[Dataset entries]
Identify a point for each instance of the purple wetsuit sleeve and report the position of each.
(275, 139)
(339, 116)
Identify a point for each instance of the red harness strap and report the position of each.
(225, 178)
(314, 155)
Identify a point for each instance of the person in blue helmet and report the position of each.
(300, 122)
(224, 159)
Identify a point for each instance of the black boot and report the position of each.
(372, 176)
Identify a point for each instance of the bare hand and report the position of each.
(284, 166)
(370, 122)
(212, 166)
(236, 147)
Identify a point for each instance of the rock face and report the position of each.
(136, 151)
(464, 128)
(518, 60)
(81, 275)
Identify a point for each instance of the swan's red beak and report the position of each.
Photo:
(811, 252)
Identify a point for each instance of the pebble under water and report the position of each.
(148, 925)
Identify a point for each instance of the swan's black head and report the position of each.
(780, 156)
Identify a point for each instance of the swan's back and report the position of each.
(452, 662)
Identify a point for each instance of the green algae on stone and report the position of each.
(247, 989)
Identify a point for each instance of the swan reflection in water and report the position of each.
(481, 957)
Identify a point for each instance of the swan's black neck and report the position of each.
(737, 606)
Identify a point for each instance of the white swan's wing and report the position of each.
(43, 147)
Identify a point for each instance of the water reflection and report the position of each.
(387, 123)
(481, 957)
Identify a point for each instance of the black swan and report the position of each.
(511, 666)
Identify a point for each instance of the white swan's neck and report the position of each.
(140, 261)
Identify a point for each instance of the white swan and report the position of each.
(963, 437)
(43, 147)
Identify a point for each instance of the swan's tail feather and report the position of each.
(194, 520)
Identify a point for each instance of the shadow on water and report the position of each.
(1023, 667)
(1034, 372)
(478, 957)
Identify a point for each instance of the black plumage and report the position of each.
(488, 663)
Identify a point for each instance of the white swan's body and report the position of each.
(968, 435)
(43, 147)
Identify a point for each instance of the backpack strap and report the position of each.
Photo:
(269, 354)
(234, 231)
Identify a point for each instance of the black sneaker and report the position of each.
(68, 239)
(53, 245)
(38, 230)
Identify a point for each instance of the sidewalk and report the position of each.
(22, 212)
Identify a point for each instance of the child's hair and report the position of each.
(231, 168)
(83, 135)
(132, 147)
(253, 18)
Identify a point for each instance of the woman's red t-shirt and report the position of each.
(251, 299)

> What to do
Your answer must hold the line containing "Identify a point for each instance of the woman's" and all lines after it in the entries above, exactly, and nothing else.

> Response to this exercise
Identify a point for each instance of the woman's red t-shirt and report the position of each.
(251, 299)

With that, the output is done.